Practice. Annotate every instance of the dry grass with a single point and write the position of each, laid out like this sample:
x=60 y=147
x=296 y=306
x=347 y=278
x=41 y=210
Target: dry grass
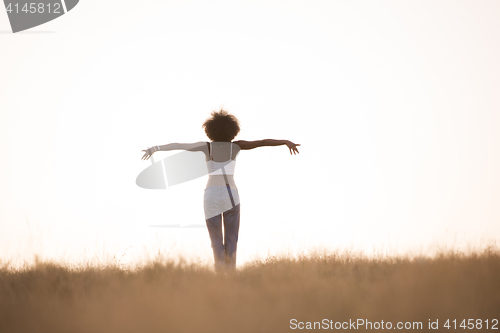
x=260 y=297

GIVEN EXERCISE: Rewrite the items above, swapping "dry grass" for "tall weeds" everywhere it occurs and changing nothing else. Leave out the pictures.

THE OUTPUT:
Practice. Annotate every instance of the tall weeds with a single point and write the position of each, laid out like this sample:
x=60 y=147
x=296 y=306
x=347 y=278
x=41 y=210
Target: tall weeds
x=260 y=297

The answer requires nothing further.